Stated task: Copy the items below, requests included, from the line containing "train roof, where" through the end of the items. Shift every x and y point coordinate in the answers by adding 48.

--- BEGIN ---

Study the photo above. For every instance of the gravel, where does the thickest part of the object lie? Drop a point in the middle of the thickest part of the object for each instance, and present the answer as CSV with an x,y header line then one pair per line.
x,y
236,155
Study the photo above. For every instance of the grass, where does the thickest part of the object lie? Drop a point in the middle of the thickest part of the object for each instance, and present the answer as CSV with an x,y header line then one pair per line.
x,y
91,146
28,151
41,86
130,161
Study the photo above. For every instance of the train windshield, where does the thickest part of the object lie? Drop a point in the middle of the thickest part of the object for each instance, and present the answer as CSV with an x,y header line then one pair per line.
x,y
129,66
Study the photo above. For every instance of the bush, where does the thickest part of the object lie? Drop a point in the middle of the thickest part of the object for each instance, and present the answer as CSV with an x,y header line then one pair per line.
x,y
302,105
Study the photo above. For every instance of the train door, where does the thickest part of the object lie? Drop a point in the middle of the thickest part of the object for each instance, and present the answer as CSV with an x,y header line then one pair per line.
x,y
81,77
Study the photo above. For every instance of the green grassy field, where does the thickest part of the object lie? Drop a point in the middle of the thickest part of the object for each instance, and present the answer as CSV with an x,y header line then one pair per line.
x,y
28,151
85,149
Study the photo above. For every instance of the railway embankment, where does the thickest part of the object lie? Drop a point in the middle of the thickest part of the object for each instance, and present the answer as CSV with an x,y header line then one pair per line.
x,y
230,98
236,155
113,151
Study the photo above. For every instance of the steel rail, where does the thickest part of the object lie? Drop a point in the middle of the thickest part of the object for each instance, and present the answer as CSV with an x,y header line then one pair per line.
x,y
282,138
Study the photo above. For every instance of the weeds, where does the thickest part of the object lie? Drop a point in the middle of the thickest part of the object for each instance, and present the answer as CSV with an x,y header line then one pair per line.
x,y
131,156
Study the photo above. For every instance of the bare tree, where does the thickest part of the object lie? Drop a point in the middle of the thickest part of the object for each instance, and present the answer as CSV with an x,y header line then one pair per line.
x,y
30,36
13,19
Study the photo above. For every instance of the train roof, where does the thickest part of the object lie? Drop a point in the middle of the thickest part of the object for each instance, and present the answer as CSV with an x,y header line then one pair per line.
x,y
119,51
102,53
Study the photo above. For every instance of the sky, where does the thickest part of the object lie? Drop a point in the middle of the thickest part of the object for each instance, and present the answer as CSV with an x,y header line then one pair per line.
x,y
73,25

--- END ---

Task solution:
Study the photo above. For every instance of the train roof, where does the thickest part of the object lie? Drop a point in the middle of the thickest part of the object for each instance, and present the answer as CSV with an x,y header line then one pair per line.
x,y
167,99
150,101
Study the photo above. For every instance of the sky, where does the thickest part of the object lie? Drop a point in the middle of the thickest part of the object for each instance, and present the answer as CSV with an x,y header line then one pair per line.
x,y
121,73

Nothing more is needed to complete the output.